--- BEGIN TEXT PASSAGE ---
Logo

dev-resources.site

for different kinds of informations.

The Heart of DolphinScheduler: In-Depth Analysis of the Quartz Scheduling Framework

Published at
11/20/2024
Categories
apachedolphinscheduler
quartz
opensource
bigdata
Author
chen_debra_3060b21d12b1b0
Author
25 person written this
chen_debra_3060b21d12b1b0
open
The Heart of DolphinScheduler: In-Depth Analysis of the Quartz Scheduling Framework

Quartz is an open-source Java job scheduling framework that provides powerful capabilities for scheduling tasks. In DolphinScheduler, Quartz is used to implement task scheduling and management. DolphinScheduler integrates with Quartz through the QuartzExecutorImpl class, combining workflow and schedule management operations with Quartz's scheduling framework to achieve task execution.

This article provides a detailed analysis of Quartz's principles and implementation within DolphinScheduler.


Quartz Entity-Relationship Diagram

Image description

  1. QRTZ_JOB_DETAILS and QRTZ_TRIGGERS are the central tables, defining the relationship between jobs and triggers.
  2. The QRTZ_TRIGGERS table links with multiple trigger type tables, such as QRTZ_SIMPLE_TRIGGERS and QRTZ_CRON_TRIGGERS, to enable different trigger mechanisms.
  3. QRTZ_FIRED_TRIGGERS records execution history, associating with both the job and trigger tables.
  4. QRTZ_CALENDARS defines calendar exclusion rules for triggers, while QRTZ_PAUSED_TRIGGER_GRPS manages the pause state of trigger groups.
  5. QRTZ_SCHEDULER_STATE and QRTZ_LOCKS are used for scheduling coordination in clustered environments, ensuring high availability.

Quartz in DolphinScheduler

We will focus on the principle analysis of the use of quartz in DolphinScheduler, so the steps for using quartz in DolphinScheduler will be introduced briefly. Generally speaking, there are 4 steps:

  • Creating a New SHELL Task

  • Defining and Configuring Workflow Scheduling

  • Scheduling Activation

  • Workflow Instance Execution

Principle Analysis

Creating a Schedule

org.apache.dolphinscheduler.api.controller.SchedulerController#createSchedule  
--org.apache.dolphinscheduler.api.service.impl.SchedulerServiceImpl#insertSchedule  
...
--- END TEXT PASSAGE ---
**STATED TASK A**. Decide whether each statement below agrees with the Quartz article. Answer yes or no for each, and quote the words from the article that settle it. (i) DolphinScheduler connects to Quartz through the QuartzExecutorImpl class. (ii) QRTZ_CALENDARS manages the pause state of trigger groups. (iii) The article gives five steps for using Quartz in DolphinScheduler.
--- BEGIN RECORDED DATA ---
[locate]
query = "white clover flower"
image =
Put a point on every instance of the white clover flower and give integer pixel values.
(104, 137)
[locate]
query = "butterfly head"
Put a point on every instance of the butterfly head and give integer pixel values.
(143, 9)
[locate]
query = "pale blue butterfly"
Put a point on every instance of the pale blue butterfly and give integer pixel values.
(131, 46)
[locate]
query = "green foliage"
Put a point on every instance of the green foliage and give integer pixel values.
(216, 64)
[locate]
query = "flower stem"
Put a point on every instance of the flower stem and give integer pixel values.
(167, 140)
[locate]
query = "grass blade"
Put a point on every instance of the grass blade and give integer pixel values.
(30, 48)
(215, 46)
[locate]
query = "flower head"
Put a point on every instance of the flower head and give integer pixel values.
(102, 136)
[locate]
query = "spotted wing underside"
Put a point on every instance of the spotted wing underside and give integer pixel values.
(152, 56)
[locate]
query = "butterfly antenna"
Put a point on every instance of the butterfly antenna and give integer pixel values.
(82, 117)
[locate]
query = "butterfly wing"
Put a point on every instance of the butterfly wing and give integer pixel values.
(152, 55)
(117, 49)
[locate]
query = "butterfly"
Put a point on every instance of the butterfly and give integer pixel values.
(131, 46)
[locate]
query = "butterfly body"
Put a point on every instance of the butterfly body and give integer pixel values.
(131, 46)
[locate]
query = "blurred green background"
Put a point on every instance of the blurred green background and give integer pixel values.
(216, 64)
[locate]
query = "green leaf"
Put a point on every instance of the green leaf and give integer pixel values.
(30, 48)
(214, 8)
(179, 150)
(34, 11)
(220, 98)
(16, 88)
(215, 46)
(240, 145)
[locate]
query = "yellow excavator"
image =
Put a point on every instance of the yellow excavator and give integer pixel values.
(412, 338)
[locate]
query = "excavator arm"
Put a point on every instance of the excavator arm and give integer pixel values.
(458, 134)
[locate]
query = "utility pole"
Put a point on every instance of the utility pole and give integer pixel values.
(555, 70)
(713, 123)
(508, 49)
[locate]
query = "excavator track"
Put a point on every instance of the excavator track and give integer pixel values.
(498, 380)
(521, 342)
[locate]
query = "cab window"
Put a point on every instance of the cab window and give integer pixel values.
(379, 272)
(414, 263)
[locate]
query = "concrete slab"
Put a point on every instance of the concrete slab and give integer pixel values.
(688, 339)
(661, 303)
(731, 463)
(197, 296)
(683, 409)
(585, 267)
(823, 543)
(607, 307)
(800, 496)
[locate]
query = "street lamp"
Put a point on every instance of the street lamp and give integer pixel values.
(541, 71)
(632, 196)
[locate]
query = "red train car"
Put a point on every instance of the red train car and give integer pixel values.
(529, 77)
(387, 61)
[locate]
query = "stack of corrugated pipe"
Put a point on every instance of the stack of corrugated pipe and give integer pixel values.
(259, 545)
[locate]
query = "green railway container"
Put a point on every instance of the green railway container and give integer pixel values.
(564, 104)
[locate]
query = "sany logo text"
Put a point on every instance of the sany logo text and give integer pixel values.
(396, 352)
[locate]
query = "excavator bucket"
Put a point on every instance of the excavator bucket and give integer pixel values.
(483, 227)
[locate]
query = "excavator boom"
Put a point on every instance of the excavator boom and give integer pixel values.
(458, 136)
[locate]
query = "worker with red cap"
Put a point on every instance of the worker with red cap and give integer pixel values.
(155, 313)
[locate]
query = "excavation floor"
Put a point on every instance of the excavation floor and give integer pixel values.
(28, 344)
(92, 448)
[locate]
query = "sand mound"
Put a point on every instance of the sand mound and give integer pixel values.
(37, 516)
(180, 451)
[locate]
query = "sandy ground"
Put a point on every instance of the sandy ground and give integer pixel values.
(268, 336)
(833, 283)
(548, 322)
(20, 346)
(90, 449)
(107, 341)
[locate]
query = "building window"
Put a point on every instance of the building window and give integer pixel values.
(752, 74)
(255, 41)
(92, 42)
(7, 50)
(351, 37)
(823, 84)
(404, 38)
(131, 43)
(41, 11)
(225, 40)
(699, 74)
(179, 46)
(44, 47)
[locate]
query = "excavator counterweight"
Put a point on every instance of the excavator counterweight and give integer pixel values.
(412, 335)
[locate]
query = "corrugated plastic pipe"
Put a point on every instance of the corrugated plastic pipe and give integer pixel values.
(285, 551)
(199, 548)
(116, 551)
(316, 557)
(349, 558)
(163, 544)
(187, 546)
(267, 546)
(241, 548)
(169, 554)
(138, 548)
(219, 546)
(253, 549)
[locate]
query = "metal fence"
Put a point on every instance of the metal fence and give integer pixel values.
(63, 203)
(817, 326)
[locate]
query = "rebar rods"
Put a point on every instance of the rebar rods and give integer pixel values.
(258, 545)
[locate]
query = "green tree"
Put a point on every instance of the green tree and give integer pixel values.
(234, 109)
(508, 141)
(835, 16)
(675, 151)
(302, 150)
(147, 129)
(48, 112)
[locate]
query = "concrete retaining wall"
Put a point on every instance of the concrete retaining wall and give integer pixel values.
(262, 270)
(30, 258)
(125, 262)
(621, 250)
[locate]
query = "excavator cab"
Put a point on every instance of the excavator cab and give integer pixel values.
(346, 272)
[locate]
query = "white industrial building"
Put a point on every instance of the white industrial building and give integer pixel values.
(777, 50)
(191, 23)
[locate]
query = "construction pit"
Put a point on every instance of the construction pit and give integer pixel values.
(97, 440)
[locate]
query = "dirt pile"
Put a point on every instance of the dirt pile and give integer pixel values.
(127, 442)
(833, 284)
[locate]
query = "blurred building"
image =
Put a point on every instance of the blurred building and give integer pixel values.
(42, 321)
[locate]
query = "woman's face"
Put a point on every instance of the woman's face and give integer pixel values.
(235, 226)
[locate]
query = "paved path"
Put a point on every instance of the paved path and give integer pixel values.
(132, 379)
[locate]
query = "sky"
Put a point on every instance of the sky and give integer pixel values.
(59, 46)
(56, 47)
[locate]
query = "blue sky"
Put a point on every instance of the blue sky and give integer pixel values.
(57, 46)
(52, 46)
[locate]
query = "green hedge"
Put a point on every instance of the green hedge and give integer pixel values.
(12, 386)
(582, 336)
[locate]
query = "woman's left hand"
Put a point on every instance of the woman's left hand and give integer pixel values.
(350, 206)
--- END RECORDED DATA ---
**STATED TASK B**. Collect every line of the records that contains the string "head". Case counts.

**EXERCISE RESPONSE A**.
(i) Yes: "DolphinScheduler integrates with Quartz through the QuartzExecutorImpl class"
(ii) No: "QRTZ_CALENDARS defines calendar exclusion rules for triggers, while QRTZ_PAUSED_TRIGGER_GRPS manages the pause state of trigger groups."
(iii) No: "Generally speaking, there are 4 steps"

**EXERCISE RESPONSE B**.
query = "butterfly head"
Put a point on every instance of the butterfly head and give integer pixel values.
query = "flower head"
Put a point on every instance of the flower head and give integer pixel values.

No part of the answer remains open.